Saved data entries
+ + + + + + +

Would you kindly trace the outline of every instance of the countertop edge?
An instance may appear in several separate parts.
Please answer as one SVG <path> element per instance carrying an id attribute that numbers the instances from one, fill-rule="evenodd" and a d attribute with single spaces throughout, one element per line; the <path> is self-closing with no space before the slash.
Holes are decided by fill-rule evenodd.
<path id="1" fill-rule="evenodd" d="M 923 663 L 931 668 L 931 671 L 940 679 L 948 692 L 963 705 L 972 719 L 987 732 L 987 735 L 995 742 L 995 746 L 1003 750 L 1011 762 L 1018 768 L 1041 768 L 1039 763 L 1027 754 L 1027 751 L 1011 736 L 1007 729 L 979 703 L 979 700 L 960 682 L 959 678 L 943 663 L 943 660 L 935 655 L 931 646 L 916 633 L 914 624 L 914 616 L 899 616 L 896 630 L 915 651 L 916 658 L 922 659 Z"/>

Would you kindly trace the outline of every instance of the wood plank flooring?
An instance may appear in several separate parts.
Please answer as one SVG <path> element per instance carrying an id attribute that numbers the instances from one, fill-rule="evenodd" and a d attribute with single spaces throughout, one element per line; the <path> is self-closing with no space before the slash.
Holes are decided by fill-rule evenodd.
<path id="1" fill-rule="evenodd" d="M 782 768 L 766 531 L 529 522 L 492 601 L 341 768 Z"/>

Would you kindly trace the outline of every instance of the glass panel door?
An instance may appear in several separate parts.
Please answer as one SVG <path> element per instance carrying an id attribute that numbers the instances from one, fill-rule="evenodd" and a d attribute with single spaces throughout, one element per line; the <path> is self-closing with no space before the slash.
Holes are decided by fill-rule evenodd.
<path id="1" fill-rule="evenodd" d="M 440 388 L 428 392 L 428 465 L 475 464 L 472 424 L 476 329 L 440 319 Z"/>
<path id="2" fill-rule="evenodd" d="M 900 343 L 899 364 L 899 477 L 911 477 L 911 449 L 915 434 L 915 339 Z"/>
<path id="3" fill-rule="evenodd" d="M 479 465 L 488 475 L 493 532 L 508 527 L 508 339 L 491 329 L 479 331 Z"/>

+ + + + + + +

Looking at the records, how many of the lines contain the string "Would"? Only the number should be given.

RESPONSE TO THIS TASK
3